§ WHAT TO PRODUCE:
Condense the paragraph beginning "I've stopped wearing regular bras" in the body-image excerpt below into a short bulleted list that keeps its main points.

Do you know that cellulite is an entirely fabricated worry? It isn’t a deformity or something to fix with a cellulite cream, it’s a secondary sex characteristic for women. Cellulite is literally part of the design, not a flaw. We are told our appearances have problems that we need to buy products to fix. But we could just love and appreciate who we already are and what is magical about that.

When I see my skin without foundation, I see texture. I see freckles and lines and pores — all the things you’d expect to see on a human face. I see it as a part of nature so it’s easy to stay in that lens and see myself as I’d see any other animal.

I’ve stopped wearing regular bras. The pulled up shape and mounds of foam have never felt right to me. If I don’t want to spend the next few decades living with fear of my breasts sagging (and therefore becoming unattractive), I want to work to appreciate and accept the shape that they are, right now. I don’t want to drastically change my shape when I leave the house, as if I’m putting on a mask. I don’t want to be uncomfortable to contort myself to a beauty standard I don’t believe in. I mostly wear bralettes and sports bras, which isn’t the norm with large breasts but is what makes me feel content with my body and comfortable in my everyday life.

§ SOURCE DATA:
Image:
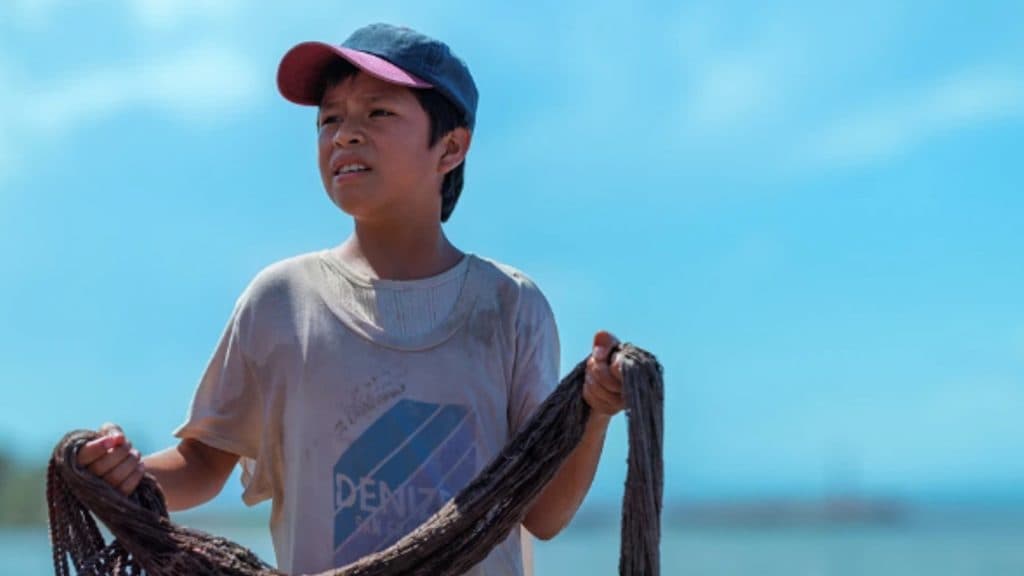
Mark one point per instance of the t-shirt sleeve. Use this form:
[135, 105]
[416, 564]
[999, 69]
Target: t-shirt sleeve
[535, 373]
[226, 409]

§ RESPONSE TO THIS TASK:
- I no longer wear regular bras; their lifted shape and foam padding never felt right.
- Instead of fearing sagging for decades, I want to accept my breasts' current shape.
- I don't want to drastically change my shape to leave the house, like putting on a mask.
- I don't want to be uncomfortable to meet a beauty standard I don't believe in.
- I mostly wear bralettes and sports bras. That isn't the norm with large breasts, but it keeps me content with my body and comfortable day to day.